# Problem description
What does the patch email below say the new test measures?

# Source text
___

[Intel-gfx] [PATCH i-g-t 3/3] gem_memory_bandwidth: Add test
Antti Koskipaa
antti.koskipaa at linux.intel.com
Mon Oct 5 04:42:25 PDT 2015
This is a benchmark for testing the GPU read and write bandwidth.
Issue: VIZ-5664
Signed-off-by: Antti Koskipaa <antti.koskipaa at linux.intel.com>
---
tests/.gitignore | 1 +
tests/Makefile.sources | 1 +
tests/gem_memory_bandwidth.c | 209 +++++++++++++++++++++++++++++++++++++++++++
3 files changed, 211 insertions(+)
create mode 100644 tests/gem_memory_bandwidth.c
diff --git a/tests/.gitignore b/tests/.gitignore
index dc8bb53..2ea4107 100644
--- a/tests/.gitignore
+++ b/tests/.gitignore
@@ -65,6 +65,7 @@ gem_linear_blits
gem_lut_handle
gem_madvise
gem_media_fill
+gem_memory_bandwidth
gem_mmap
gem_mmap_gtt
gem_mmap_offset_exhaustion
diff --git a/tests/Makefile.sources b/tests/Makefile.sources
index 2e2e088..4429c29 100644
--- a/tests/Makefile.sources
+++ b/tests/Makefile.sources
@@ -36,6 +36,7 @@ TESTS_progs_M = \
gem_flink_race \
gem_linear_blits \
gem_madvise \
+ gem_memory_bandwidth \
gem_mmap \
gem_mmap_gtt \
gem_mmap_wc \
diff --git a/tests/gem_memory_bandwidth.c b/tests/gem_memory_bandwidth.c
new file mode 100644
index 0000000..a44987e
--- /dev/null
+++ b/tests/gem_memory_bandwidth.c
@@ -0,0 +1,209 @@
+/*
+ * Copyright © 2013-2014 Intel Corporation
+ *
+ * Permission is hereby granted, free of charge, to any person obtaining a
+ * copy of this software and associated documentation files (the "Software"),
+ * to deal in the Software without restriction, including without limitation
+ * the rights to use, copy, modify, merge, publish, distribute, sublicense,
+ * and/or sell copies of the Software, and to permit persons to whom the
+ * Software is furnished to do so, subject to the following conditions:
+ *
+ * The above copyright notice and this permission notice (including the next
+ * paragraph) shall be included in all copies or substantial portions of the
+ * Software.

___

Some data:
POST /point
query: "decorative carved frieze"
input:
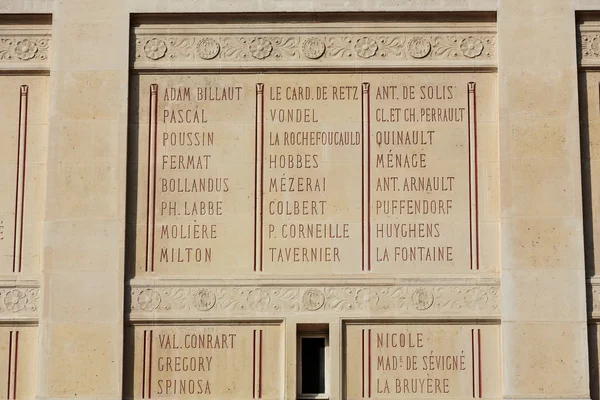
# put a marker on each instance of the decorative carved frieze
(278, 45)
(19, 301)
(162, 300)
(24, 49)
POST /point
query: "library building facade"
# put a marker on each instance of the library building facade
(299, 199)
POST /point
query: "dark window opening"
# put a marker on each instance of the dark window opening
(313, 365)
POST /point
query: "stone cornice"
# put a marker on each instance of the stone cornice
(162, 299)
(317, 46)
(24, 49)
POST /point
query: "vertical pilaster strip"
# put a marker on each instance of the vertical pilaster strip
(9, 368)
(260, 366)
(259, 146)
(13, 362)
(473, 177)
(473, 362)
(363, 363)
(479, 362)
(369, 364)
(151, 184)
(20, 179)
(366, 177)
(542, 255)
(147, 365)
(254, 364)
(257, 354)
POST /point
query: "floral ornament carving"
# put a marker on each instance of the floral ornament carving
(375, 300)
(419, 47)
(326, 47)
(149, 299)
(15, 300)
(24, 49)
(204, 299)
(260, 48)
(313, 299)
(589, 45)
(422, 299)
(155, 49)
(313, 48)
(208, 48)
(471, 47)
(19, 300)
(365, 47)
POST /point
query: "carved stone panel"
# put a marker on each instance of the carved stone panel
(422, 361)
(335, 173)
(23, 145)
(210, 361)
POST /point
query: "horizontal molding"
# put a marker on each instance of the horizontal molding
(23, 49)
(19, 300)
(168, 299)
(314, 46)
(593, 298)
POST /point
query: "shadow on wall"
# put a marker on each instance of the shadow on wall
(588, 217)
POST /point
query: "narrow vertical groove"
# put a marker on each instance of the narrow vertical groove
(150, 368)
(154, 179)
(254, 365)
(144, 367)
(473, 360)
(470, 181)
(259, 180)
(20, 178)
(370, 375)
(479, 357)
(149, 175)
(476, 155)
(369, 186)
(255, 171)
(9, 365)
(16, 364)
(260, 367)
(363, 363)
(25, 92)
(262, 172)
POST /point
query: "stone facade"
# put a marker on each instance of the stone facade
(275, 199)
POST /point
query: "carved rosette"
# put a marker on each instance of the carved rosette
(283, 47)
(208, 48)
(24, 49)
(589, 47)
(188, 301)
(419, 47)
(19, 302)
(313, 48)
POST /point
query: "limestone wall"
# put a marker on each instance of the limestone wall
(305, 199)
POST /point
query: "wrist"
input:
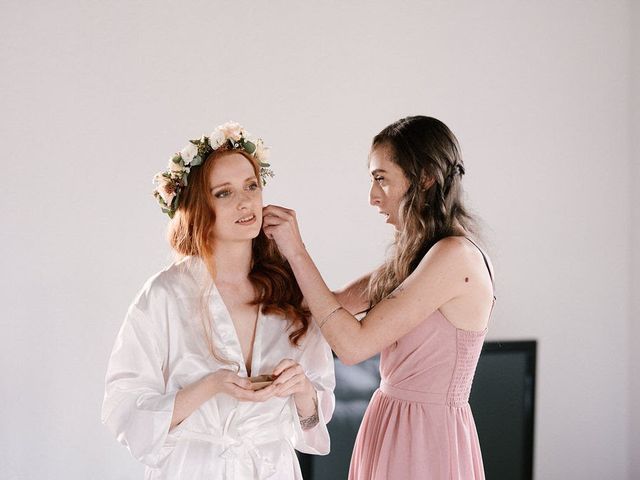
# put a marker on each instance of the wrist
(210, 385)
(306, 402)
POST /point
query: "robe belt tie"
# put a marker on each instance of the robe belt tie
(238, 444)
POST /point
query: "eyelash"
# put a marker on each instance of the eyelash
(253, 186)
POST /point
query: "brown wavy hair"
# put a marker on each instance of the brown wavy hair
(274, 283)
(433, 206)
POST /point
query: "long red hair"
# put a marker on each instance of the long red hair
(274, 283)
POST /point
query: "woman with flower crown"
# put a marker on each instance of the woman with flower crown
(427, 309)
(217, 371)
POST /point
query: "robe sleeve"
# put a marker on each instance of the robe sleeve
(136, 407)
(317, 362)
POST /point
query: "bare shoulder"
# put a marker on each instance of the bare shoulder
(450, 253)
(457, 262)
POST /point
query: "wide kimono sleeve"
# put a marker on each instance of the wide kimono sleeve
(317, 362)
(137, 408)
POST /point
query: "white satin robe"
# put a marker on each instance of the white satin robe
(160, 349)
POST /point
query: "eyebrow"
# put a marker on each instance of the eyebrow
(253, 177)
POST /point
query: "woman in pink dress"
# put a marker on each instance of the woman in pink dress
(427, 309)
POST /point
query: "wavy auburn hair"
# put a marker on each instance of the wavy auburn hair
(433, 207)
(273, 280)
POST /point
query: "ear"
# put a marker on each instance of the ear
(426, 181)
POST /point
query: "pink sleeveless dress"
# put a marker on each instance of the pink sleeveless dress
(418, 424)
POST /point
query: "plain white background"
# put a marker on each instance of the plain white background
(543, 97)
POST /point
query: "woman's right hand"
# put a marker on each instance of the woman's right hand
(228, 382)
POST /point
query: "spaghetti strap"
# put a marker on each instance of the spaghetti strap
(486, 262)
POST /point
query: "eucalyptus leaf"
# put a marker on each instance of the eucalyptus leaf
(249, 147)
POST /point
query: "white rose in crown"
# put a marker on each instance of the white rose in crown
(175, 167)
(171, 182)
(232, 130)
(165, 188)
(188, 153)
(262, 152)
(217, 138)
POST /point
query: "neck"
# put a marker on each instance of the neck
(232, 260)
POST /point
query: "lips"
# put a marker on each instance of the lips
(246, 220)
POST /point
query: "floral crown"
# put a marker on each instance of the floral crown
(230, 136)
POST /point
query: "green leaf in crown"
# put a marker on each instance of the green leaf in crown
(171, 182)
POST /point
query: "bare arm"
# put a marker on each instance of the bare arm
(440, 277)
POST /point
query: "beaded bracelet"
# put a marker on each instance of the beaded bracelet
(311, 421)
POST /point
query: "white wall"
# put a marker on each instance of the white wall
(634, 181)
(96, 95)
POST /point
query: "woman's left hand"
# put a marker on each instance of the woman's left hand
(281, 225)
(293, 381)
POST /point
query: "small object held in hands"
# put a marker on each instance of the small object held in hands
(261, 381)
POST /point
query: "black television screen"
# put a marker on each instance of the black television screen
(502, 401)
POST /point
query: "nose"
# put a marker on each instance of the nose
(374, 194)
(244, 200)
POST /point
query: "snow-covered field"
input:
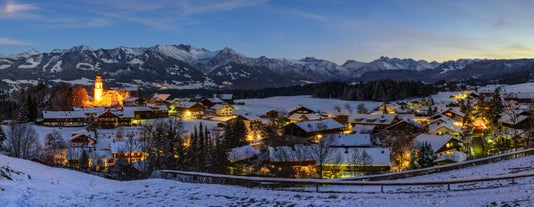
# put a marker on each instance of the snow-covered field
(40, 185)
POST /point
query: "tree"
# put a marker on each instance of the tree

___

# Exercise result
The GPU's read and write bandwidth.